-------- Excerpt provided
Drugs to avoidDrugs to avoid

Drugs to Avoid or Use With Caution

While there are various treatments and therapies specifically designed to improve symptoms of Myasthenia Gravis and help stabilise the condition, many over-the-counter medications may worsen your symptoms and should be used with caution. Talk to your healthcare provider before taking any medications, and remember to inform them about any changes to your symptoms.

Where healthcare professionals recognise that some drugs may be required to aid a patient’s treatment and should not be off-limits, it is advisable to talk to your doctor. They can advise you of the possibility that a particular type of medication may worsen your MG symptoms.

The Myasthenia Gravis Foundation of America lists some of the prescription medications known to worsen MG symptoms - talk to your healthcare provider before using these medications:

  • Antibiotics:

    • Aminoglycoside antibiotics such as amikazin, gentamycin, kanamycin, neomycin, streptomycin, and tobramycin – these can cause neuromuscular weakness. Often prescribed for gram-negative bacterial infections
    • Macrolide antibiotics – often prescribed for gram-positive bacterial infections
    • Telithromycin antibiotics – prescribed for contracted pneumonia
    • Fluoroquinolones – a commonly prescribed group of antibiotics that includes moxifloxacin and ciprofloxacin

  • Antiarrhythmics:

    • Beta-blockers – usually prescribed for hypertension, migraines, or heart disease
    • Procainamide – prescribed for heart rhythm irregularities

  • Botulinum toxin

  • Chloroquine and Hydrochloroquine:

    • Chloroquine (or Aralen) - prescribed for Malarial infections and Amoeba
    • Hydrochloroquine (or Plaquenil) - prescribed for Lupus, Malaria, and Rheumatoid Arthritis

  • Corticosteroids – a typical treatment for MG, but must be carefully monitored

  • Deferoxamine – the agent used for hemochromatosis

  • D-penicillamine – prescribed for Wilson disease (and rarely for Rheumatoid Arthritis)

  • Iodinated radiologic – contrasting agent

  • Magnesium (intravenously) – a consideration for hypomagnesemia or eclampsia during late pregnancy

  • Statins– prescribed to reduce serum cholesterol

If you are concerned about anything you have read in this article, please seek advice from your healthcare provider.
----------------
-------- Source material
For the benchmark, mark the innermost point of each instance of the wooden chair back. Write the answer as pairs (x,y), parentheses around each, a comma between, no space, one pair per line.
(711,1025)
----------------
▶ Work order 1:
Using the text on drugs to avoid with Myasthenia Gravis, decide whether each statement agrees with it. Answer yes or no for each, and quote the deciding words of the text.
(a) Beta-blockers are usually prescribed for hypertension, migraines, or heart disease.
(b) Statins are prescribed to raise serum cholesterol.
(c) Chloroquine is prescribed for Lupus.
▶ Work order 2: Reproduce word for word the part of the text on drugs to avoid with Myasthenia Gravis starting with "Where healthcare professionals" and going on through "your MG symptoms.".
Work from the text about drugs to avoid with Myasthenia Gravis alone, and set the data aside.

▶ Response 1:
(a) Yes: "usually prescribed for hypertension, migraines, or heart disease"
(b) No: "prescribed to reduce serum cholesterol"
(c) No: "prescribed for Malarial infections and Amoeba"

▶ Response 2:
Where healthcare professionals recognise that some drugs may be required to aid a patient’s treatment and should not be off-limits, it is advisable to talk to your doctor. They can advise you of the possibility that a particular type of medication may worsen your MG symptoms.